経営理念「人に寄り添う」事業活動を通じて、持続可能な社会づくりに貢献

 「私たちは、年間300万台以上のPCを製造・出荷している。そうした活動をしている企業の責任として、ESG(環境・社会・ガバナンス)への取り組みを、ステークホルダーの方々に向けてしっかり打ち出すべきという議論が2022年から社内で進んでいた。そして23年3月にサステナビリティサイトを公開することになった」と広末・執行役員常務は語る。なお、FCCLではステークホルダーを「お客様、従業員、お取引先、地球環境、地域社会」と位置付けている。

 FCCLは、1993年から富士通グループ独自の製品環境アセスメントにより、エネルギー効率、有害物質削減など対応した環境配慮型製品の開発を推進。設計段階から環境配慮に努め、製品のライフサイクル全体を通じたアセスメント「LCA=Life Cycle Assessment」を実施し、環境負荷低減と価値向上に努めてきた。

 そのFCCLの根幹を成すのが「人に寄り添うモノづくり」であり、これを開発テーマとして徹底的にユーザー視点に立った価値の提供にこだわっている。

 「社名に掲げる『クライアントコンピューティング』という言葉には、お客様の身のまわりでコンピューティング(情報処理や処理能力)環境が求められるところすべてに、私たちのテクノロジーを提供していきたいという思いを込めている」と広末常務。
 
FCCLの事業領域。
顧客のコンピューティング環境のすべてでテクノロジーを提供する

 具体的な製品で言えば、22年11月に発売した13.3型ワイド液晶モバイルノートPC「FMVCHシリーズ」は、カラーバリエーションを含めてもおしゃれで、デザイン性とモバイル性の両立を実現した若者を意識したモデルだ。

 「当社製品は、すでに1999年からボディの一部に再生プラスチックを採用してきた。このCHシリーズでは、海洋廃棄物から再生したプラスチックを製品の一部に採用。ほかにも、梱包時に用いるプラスチックの緩衝材を紙素材に切り替え、同梱の添付品袋にバイオマスプラスチック袋を使用しているほか、取扱説明書で使用する紙の量を前機種比で約75%削減している」と軽石部長は説明する。
 
FCCL コンシューマ事業本部 コンシューマ事業部の
軽石毅・第一技術部部長

 こうした施策はコスト高になるが、「企業の使命として取り組むべき必須課題であり、実際、Z世代と呼ばれる若者の多くは環境意識が非常に高く、評価もされている」という。
 
梱包時に用いる緩衝材。
プラスチックから紙素材に切り替えた

  また、電子ペーパー「クアデルノ」は、会議で人数分の資料を印刷・配布し、機密事項が書かれたものはすべて回収してシュレッダーにかけるといった紙資料とその手間を省くために生まれたビジネス向け製品だ。2018年の登場から進化を続け、学習にフォーカスした「暗記モード」などの搭載で、コンシューマにもユーザーを拡大。ユーザーの創造性も刺激し、様々なジャンルのスキルアップに貢献するツールとして注目されている。

## 提供データ
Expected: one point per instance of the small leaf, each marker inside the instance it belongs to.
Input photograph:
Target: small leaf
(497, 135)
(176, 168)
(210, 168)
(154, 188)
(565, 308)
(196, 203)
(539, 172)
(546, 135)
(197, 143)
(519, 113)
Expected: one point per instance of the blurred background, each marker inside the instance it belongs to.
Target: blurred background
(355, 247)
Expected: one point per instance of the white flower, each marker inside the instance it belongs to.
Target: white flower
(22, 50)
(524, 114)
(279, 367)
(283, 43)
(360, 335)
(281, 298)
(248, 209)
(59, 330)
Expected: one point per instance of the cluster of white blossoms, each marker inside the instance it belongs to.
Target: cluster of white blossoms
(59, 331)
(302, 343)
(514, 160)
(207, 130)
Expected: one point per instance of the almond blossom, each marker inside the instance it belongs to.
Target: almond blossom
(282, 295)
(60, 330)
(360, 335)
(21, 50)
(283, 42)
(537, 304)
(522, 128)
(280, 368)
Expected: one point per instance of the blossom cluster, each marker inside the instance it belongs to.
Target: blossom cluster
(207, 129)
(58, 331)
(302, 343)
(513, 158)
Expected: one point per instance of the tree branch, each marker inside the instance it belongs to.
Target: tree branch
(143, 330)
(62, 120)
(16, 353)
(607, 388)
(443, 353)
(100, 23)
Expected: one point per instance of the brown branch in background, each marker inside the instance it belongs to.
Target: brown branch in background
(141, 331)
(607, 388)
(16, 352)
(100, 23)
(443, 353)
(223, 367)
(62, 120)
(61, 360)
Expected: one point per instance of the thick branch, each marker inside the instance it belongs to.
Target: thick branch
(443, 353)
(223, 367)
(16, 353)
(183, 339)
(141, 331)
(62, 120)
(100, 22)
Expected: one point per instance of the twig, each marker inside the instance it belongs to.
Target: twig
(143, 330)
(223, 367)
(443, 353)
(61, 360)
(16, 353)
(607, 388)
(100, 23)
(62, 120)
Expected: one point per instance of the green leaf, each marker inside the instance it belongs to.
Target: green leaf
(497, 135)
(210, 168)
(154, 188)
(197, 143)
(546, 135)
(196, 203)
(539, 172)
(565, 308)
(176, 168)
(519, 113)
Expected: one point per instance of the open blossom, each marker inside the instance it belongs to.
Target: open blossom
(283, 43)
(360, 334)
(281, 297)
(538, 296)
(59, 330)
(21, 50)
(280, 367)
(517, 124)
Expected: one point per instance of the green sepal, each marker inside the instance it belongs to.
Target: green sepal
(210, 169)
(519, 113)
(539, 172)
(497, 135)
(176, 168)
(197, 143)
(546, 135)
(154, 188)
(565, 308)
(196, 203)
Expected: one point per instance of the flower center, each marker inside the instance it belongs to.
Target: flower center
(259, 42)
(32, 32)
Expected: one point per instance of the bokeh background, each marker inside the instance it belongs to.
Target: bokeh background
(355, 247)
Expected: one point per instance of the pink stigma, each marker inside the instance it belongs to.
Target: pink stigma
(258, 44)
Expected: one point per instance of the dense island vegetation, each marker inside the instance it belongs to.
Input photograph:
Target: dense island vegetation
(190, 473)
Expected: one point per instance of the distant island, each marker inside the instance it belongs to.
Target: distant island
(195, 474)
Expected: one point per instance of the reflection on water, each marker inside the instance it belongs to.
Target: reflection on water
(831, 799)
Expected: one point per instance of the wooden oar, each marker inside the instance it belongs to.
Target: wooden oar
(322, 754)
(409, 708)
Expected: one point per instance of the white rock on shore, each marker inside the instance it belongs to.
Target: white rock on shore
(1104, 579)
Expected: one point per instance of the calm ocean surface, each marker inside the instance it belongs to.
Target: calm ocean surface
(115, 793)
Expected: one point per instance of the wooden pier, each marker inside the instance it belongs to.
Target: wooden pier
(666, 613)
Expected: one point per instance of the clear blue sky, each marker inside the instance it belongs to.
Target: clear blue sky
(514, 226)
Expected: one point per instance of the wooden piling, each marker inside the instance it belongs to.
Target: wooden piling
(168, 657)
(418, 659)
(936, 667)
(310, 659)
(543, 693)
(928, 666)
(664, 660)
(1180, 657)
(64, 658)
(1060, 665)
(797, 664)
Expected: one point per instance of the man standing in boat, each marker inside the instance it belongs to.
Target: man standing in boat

## 課題内容
引用文について、次の問いに答えてください。
1. FCCLが富士通グループ独自の製品環境アセスメントによる環境配慮型製品の開発を推進してきたのは何年からか。
2. FCCL製品がボディの一部に再生プラスチックを採用してきたのは何年からか。
3. 取扱説明書で使用する紙の量は、前機種比で約何%削減されているか。
エントリの内容は引用文と関係がない。

## 解答
1. 1993年
2. 1999年
3. 約75%